▶ **Instruction 1**: Gather each line of the records that contains the word "flower".

# start of Text extract

Hidden Netflix Gems – Series 7: The Contenders

Hidden Netflix Gems is a new feature designed to help readers answer that burning question, “What should I watch tonight?” It will be updated every Saturday before the sun goes down.

Spoofs of reality television have become almost as ubiquitous as reality television itself these days, and fake documentary films are certainly not in short supply, but writer-director Daniel Minahan‘s 2001 dark comedic thriller Series 7: The Contenders is one of the best of both. Released before the rise of Arrested Development star Will Arnett, who provides the voice-over of the film’s fictional reality show, Series 7 benefits from its largely unknown cast in that, as unlikely as its central premise is, it often feels all too real. The film is wickedly funny, but simultaneously disturbing in its depiction of the ruthlessness of human nature, especially when a great deal of money or fame is involved.

# end of Text extract

▶ **Instruction 2**: Print the stretch of the Series 7 write-up from "Hidden Netflix Gems is" through "fame is involved.", word for word.

# start of Input data

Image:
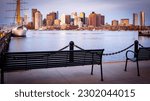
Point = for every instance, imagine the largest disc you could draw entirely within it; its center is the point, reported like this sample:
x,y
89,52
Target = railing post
x,y
71,48
136,47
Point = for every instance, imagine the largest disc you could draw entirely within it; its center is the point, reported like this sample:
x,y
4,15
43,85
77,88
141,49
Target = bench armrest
x,y
130,51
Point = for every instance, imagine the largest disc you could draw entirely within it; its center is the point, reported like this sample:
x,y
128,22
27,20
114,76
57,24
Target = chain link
x,y
64,48
105,54
114,53
141,45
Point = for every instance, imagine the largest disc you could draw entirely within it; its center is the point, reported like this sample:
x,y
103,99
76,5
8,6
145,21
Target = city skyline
x,y
112,9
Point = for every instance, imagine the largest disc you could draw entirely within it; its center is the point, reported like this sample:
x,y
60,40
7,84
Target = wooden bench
x,y
49,59
142,54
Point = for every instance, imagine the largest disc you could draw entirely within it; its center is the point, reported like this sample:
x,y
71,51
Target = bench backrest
x,y
48,59
144,53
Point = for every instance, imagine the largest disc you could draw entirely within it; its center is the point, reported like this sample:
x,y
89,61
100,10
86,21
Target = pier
x,y
113,71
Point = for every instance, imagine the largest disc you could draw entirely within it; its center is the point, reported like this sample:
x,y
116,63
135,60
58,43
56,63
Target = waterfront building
x,y
63,19
92,19
80,23
142,18
68,19
98,20
102,20
38,20
57,22
25,22
124,22
82,16
33,16
74,18
50,19
135,19
86,21
115,22
57,15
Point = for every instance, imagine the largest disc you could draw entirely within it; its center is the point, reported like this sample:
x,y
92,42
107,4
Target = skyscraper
x,y
92,19
38,20
102,20
50,18
82,16
124,22
33,16
98,20
115,22
65,19
142,18
68,19
135,19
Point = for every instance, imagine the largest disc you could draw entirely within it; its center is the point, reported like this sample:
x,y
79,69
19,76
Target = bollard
x,y
71,55
136,44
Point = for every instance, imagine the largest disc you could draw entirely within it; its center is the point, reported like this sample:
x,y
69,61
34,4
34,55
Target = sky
x,y
111,9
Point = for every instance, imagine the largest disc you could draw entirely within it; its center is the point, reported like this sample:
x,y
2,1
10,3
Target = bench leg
x,y
101,70
92,70
138,71
126,65
2,76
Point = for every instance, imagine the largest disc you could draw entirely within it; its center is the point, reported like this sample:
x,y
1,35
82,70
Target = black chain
x,y
78,47
64,48
141,45
114,53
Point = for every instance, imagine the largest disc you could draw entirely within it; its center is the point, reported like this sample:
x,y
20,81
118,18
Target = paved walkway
x,y
113,74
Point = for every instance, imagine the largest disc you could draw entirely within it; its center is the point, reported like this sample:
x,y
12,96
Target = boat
x,y
19,31
144,33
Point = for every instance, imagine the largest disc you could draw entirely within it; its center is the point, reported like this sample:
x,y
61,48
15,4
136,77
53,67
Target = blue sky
x,y
112,9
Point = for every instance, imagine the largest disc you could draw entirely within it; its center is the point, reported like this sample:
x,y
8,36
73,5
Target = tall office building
x,y
98,20
142,18
82,16
65,19
38,20
57,22
74,16
102,20
50,18
33,16
25,20
68,19
115,22
92,19
57,15
124,22
135,19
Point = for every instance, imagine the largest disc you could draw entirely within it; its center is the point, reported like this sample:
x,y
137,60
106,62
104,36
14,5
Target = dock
x,y
113,73
144,33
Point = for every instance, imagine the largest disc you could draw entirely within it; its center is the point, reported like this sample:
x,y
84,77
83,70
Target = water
x,y
111,41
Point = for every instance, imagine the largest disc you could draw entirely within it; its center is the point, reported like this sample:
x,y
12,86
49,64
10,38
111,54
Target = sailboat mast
x,y
18,18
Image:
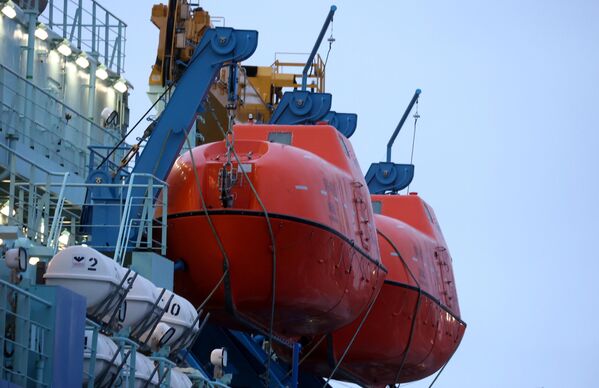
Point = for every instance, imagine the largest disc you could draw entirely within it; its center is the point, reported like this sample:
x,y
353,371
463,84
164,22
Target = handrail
x,y
57,220
27,160
56,100
24,292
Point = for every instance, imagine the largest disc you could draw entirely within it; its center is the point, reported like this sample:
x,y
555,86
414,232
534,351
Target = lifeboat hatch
x,y
280,137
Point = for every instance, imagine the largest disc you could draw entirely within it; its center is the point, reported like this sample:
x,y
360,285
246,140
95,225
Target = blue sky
x,y
506,153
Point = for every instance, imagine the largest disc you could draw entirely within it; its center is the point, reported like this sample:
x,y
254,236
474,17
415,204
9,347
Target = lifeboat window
x,y
377,207
280,137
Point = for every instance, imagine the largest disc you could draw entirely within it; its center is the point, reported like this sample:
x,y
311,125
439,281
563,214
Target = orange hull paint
x,y
379,350
327,259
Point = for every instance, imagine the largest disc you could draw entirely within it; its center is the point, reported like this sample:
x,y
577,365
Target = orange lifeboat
x,y
305,222
414,326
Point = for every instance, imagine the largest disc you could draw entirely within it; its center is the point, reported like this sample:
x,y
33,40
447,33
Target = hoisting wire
x,y
272,239
416,117
112,151
355,335
331,40
416,307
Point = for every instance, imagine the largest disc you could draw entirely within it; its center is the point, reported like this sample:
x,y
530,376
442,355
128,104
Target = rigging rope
x,y
416,117
416,307
272,238
351,341
212,228
112,151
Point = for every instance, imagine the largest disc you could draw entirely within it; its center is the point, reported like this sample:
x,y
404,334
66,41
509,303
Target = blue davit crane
x,y
219,46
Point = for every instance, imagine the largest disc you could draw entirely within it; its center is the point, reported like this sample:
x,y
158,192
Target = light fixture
x,y
8,9
101,72
120,85
64,48
41,32
82,61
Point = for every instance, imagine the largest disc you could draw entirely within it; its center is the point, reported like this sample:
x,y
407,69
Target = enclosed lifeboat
x,y
414,326
306,226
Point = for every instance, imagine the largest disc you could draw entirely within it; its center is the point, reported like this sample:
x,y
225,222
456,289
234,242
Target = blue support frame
x,y
389,177
218,46
302,107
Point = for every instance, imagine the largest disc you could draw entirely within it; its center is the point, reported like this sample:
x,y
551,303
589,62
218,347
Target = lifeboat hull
x,y
323,251
411,331
318,273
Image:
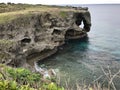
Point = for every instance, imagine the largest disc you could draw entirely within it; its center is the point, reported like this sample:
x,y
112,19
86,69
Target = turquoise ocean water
x,y
81,60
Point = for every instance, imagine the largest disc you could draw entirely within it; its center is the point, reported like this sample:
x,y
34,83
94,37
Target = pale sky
x,y
63,1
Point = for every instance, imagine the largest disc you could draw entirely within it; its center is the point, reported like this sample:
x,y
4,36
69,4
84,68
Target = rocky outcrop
x,y
37,36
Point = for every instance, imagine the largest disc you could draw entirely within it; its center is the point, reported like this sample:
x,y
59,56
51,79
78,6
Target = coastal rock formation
x,y
38,35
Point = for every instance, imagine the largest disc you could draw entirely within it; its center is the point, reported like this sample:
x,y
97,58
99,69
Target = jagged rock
x,y
38,36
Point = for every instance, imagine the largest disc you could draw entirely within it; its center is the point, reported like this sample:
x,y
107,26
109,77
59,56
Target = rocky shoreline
x,y
36,36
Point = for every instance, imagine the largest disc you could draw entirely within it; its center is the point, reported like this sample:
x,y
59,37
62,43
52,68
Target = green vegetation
x,y
63,14
23,79
12,11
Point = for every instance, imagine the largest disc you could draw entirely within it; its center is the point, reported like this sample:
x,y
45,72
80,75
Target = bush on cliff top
x,y
23,79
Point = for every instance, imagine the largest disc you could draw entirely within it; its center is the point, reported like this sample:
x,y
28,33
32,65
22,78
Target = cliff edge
x,y
36,33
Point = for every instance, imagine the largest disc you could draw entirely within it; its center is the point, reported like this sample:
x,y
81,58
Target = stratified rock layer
x,y
37,36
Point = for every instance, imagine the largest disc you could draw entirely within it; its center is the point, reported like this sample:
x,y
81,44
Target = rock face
x,y
38,35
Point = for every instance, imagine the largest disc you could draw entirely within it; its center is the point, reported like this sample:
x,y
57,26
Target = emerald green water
x,y
81,60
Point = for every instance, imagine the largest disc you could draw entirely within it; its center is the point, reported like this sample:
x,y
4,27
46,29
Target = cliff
x,y
34,34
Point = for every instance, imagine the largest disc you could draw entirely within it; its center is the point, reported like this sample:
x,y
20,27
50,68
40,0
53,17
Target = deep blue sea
x,y
82,60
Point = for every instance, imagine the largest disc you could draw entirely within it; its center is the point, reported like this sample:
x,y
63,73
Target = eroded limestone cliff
x,y
37,35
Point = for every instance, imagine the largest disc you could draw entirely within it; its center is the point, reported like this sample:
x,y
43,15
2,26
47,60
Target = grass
x,y
23,79
24,9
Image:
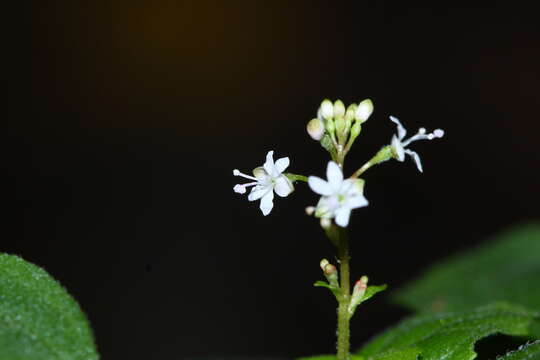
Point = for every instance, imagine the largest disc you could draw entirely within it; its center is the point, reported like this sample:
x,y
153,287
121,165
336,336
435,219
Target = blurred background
x,y
121,161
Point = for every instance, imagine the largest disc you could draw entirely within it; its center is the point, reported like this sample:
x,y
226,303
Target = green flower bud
x,y
326,143
355,130
327,109
364,110
339,108
351,112
315,129
330,126
340,128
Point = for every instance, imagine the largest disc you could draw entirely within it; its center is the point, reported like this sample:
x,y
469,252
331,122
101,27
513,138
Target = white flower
x,y
339,196
267,179
399,145
364,110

# end of Input data

▶ **Finished answer 1**:
Target = green flower bud
Target = white flower

▶ **Finished answer 2**:
Hidden Netflix Gems is a new feature designed to help readers answer that burning question, “What should I watch tonight?” It will be updated every Saturday before the sun goes down.

Spoofs of reality television have become almost as ubiquitous as reality television itself these days, and fake documentary films are certainly not in short supply, but writer-director Daniel Minahan‘s 2001 dark comedic thriller Series 7: The Contenders is one of the best of both. Released before the rise of Arrested Development star Will Arnett, who provides the voice-over of the film’s fictional reality show, Series 7 benefits from its largely unknown cast in that, as unlikely as its central premise is, it often feels all too real. The film is wickedly funny, but simultaneously disturbing in its depiction of the ruthlessness of human nature, especially when a great deal of money or fame is involved.